━━━━━ Entries provided ━━━━━

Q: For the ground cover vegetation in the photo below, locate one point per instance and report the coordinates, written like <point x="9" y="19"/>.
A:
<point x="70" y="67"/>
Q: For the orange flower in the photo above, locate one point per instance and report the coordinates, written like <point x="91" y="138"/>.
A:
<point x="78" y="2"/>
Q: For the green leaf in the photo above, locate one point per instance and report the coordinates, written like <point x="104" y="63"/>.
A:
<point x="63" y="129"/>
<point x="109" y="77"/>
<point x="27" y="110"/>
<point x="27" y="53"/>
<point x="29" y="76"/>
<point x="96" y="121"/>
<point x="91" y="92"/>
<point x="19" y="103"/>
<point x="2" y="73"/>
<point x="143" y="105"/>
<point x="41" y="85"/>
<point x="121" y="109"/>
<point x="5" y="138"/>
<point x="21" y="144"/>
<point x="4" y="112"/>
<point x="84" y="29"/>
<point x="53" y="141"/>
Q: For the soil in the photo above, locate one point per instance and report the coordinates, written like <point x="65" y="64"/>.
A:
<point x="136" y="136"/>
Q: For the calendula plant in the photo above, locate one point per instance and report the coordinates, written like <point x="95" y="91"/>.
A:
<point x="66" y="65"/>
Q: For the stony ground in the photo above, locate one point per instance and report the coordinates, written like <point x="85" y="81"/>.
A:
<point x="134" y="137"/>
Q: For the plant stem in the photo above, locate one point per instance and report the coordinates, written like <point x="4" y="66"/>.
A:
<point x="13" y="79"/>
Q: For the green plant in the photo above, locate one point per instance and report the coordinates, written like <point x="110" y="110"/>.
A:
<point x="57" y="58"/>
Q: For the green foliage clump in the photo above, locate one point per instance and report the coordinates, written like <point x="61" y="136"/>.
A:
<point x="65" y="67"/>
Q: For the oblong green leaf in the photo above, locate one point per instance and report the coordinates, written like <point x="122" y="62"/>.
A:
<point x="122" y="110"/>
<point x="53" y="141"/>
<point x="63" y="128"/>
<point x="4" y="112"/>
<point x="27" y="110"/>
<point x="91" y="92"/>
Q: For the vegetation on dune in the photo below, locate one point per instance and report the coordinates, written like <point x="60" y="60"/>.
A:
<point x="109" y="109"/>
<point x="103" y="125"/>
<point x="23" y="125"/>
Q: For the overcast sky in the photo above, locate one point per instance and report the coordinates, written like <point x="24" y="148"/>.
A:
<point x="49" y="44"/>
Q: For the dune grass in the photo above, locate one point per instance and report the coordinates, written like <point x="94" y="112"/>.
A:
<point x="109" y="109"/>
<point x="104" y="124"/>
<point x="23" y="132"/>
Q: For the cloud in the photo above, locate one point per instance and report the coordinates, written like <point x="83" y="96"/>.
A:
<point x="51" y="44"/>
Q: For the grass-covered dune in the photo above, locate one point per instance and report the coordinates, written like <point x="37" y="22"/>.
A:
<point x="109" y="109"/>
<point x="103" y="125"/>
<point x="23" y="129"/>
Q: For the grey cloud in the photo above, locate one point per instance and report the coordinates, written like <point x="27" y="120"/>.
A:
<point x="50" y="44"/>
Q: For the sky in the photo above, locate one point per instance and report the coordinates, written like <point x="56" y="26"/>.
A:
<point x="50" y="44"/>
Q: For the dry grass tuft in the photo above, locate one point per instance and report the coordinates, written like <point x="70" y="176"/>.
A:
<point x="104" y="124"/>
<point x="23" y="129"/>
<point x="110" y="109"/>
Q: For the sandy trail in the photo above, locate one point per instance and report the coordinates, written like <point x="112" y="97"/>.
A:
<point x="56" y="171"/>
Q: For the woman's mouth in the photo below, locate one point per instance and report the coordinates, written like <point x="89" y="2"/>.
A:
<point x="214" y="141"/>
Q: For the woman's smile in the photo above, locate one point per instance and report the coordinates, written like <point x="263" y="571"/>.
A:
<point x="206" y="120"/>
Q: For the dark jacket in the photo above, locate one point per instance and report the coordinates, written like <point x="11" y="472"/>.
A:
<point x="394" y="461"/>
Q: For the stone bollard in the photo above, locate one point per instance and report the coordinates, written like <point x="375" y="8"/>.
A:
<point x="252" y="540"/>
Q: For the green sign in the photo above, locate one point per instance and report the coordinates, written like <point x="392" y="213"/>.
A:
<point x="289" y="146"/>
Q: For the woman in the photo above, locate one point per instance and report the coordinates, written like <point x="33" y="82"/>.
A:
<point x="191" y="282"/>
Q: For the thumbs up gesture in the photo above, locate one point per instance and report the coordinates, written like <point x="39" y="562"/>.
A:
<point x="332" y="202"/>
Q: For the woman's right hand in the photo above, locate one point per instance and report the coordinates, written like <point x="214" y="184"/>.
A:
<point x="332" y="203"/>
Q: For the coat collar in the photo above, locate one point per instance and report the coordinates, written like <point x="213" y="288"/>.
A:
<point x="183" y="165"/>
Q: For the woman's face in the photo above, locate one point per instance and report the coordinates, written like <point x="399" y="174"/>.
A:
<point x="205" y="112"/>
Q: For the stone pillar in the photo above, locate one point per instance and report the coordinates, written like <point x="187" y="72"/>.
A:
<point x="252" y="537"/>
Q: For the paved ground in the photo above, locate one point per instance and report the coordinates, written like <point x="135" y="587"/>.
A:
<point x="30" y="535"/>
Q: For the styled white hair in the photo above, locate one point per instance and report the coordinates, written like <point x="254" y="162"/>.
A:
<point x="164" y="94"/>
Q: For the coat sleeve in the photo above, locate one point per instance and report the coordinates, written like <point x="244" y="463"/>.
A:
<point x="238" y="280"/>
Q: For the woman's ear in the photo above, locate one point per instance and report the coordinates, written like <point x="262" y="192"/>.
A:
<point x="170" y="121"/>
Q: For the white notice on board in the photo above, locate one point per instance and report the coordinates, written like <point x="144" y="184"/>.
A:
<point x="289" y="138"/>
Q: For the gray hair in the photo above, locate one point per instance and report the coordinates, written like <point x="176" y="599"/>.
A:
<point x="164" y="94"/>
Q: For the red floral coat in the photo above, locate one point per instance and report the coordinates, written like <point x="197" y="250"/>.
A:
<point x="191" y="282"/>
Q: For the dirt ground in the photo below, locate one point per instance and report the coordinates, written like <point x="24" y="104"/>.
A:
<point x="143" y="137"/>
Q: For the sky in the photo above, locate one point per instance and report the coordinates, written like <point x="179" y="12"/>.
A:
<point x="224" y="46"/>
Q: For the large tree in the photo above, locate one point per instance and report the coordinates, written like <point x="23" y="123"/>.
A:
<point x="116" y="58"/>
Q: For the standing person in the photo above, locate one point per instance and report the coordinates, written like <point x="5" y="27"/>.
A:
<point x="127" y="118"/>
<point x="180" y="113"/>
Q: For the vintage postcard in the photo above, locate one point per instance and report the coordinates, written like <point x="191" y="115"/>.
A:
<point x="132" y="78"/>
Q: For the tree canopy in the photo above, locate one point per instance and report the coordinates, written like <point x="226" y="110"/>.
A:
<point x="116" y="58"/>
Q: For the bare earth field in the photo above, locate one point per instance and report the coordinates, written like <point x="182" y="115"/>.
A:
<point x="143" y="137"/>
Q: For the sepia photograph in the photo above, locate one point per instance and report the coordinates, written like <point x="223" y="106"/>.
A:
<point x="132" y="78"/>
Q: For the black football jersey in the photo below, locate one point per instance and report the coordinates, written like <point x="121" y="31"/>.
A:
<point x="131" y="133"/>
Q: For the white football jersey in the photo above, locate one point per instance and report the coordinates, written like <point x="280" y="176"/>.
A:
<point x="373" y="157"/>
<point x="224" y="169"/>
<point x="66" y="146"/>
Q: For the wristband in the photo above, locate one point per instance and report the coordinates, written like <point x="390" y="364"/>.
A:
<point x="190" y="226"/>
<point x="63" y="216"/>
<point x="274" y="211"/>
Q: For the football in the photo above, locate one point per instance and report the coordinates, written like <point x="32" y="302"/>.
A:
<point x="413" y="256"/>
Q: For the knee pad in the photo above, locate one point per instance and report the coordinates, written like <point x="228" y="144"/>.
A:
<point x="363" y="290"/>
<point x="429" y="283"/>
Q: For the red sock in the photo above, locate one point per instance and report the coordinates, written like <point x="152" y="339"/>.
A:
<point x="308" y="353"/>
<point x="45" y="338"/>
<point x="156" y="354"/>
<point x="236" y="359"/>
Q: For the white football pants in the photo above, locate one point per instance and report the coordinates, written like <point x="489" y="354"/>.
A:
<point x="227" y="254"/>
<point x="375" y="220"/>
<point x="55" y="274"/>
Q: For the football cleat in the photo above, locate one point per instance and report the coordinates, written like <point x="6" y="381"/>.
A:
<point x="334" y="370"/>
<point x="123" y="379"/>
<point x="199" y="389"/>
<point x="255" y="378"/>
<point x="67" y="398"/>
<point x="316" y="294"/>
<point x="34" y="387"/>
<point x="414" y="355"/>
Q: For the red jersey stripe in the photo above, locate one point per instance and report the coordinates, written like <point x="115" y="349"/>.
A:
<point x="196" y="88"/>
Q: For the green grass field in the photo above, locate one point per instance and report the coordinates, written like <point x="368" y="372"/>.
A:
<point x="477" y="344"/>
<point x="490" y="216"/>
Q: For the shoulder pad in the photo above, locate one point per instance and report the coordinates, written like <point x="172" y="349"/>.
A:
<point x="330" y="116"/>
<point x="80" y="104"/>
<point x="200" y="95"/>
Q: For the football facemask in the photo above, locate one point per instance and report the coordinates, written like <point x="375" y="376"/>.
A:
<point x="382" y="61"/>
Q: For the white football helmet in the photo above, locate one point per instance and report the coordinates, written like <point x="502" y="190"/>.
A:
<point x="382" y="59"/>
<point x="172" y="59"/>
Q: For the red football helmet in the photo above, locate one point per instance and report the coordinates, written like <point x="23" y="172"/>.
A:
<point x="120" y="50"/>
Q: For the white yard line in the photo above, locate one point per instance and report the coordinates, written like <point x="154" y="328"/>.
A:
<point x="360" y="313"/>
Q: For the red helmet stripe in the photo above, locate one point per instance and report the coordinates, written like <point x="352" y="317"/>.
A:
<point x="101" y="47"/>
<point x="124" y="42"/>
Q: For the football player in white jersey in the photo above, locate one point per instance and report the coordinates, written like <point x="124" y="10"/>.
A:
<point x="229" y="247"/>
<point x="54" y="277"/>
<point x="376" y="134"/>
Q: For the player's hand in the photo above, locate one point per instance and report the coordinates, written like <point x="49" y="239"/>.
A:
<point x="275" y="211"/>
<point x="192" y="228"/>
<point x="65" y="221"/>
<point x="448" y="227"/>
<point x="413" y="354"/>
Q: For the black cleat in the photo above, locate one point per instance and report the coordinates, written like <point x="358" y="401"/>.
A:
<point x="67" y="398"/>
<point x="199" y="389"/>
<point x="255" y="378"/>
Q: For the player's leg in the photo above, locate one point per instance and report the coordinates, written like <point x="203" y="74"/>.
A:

━━━━━

- **Directions**
For the records above, state how many lines include "dune", giving no more than the number.

- **Written response**
3